Your objective
All of the data that follows is to be printed exactly, without pictures.

Records supplied
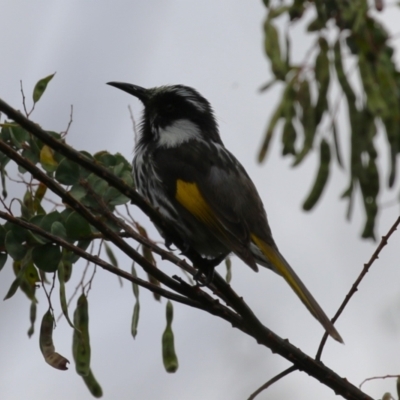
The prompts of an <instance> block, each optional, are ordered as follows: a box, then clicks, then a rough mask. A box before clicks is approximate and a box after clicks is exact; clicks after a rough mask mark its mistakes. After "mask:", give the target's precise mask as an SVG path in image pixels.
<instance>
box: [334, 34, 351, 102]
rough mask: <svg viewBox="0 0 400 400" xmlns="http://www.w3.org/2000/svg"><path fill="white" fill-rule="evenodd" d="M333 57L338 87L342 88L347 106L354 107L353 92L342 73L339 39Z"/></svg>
mask: <svg viewBox="0 0 400 400" xmlns="http://www.w3.org/2000/svg"><path fill="white" fill-rule="evenodd" d="M334 55H335V69H336V74H337V77H338V81H339V83H340V86H341V87H342V90H343V92H344V94H345V95H346V98H347V102H348V103H349V106H350V104H352V105H354V107H355V102H356V95H355V94H354V91H353V89H352V87H351V86H350V84H349V81H348V80H347V77H346V74H345V73H344V69H343V63H342V54H341V50H340V39H338V40H337V41H336V43H335V46H334Z"/></svg>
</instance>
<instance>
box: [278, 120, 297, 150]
mask: <svg viewBox="0 0 400 400" xmlns="http://www.w3.org/2000/svg"><path fill="white" fill-rule="evenodd" d="M296 137H297V133H296V129H295V127H294V125H293V121H292V119H290V120H286V121H285V125H284V126H283V133H282V144H283V149H282V155H283V156H286V155H287V154H293V155H296V149H295V142H296Z"/></svg>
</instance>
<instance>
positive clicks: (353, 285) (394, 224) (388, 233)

Answer space
The prompts of an <instance> block, each optional, are ordered as follows: a box, then clicks, then a rough mask. A box before clicks is approximate and a box after clicks is exact; clicks after a rough mask mark its mistakes. After "mask:", give the target's precise mask as an SVG path in image pixels.
<instance>
box: [334, 34, 351, 102]
rough mask: <svg viewBox="0 0 400 400" xmlns="http://www.w3.org/2000/svg"><path fill="white" fill-rule="evenodd" d="M333 57L338 87L342 88L347 106L354 107L353 92L342 73L339 39Z"/></svg>
mask: <svg viewBox="0 0 400 400" xmlns="http://www.w3.org/2000/svg"><path fill="white" fill-rule="evenodd" d="M334 55H335V69H336V74H337V77H338V81H339V83H340V86H341V87H342V90H343V92H344V94H345V95H346V98H347V102H348V103H349V106H350V104H352V105H354V107H355V102H356V95H355V94H354V91H353V89H352V87H351V86H350V84H349V81H348V80H347V77H346V74H345V73H344V69H343V63H342V54H341V50H340V39H338V40H337V41H336V43H335V46H334Z"/></svg>
</instance>
<instance>
box: [278, 120, 297, 150]
mask: <svg viewBox="0 0 400 400" xmlns="http://www.w3.org/2000/svg"><path fill="white" fill-rule="evenodd" d="M296 137H297V133H296V129H295V127H294V125H293V121H292V119H290V120H286V121H285V125H284V126H283V133H282V144H283V149H282V155H283V156H286V155H287V154H293V155H296V149H295V142H296Z"/></svg>
</instance>
<instance>
positive clicks: (353, 285) (394, 224) (388, 233)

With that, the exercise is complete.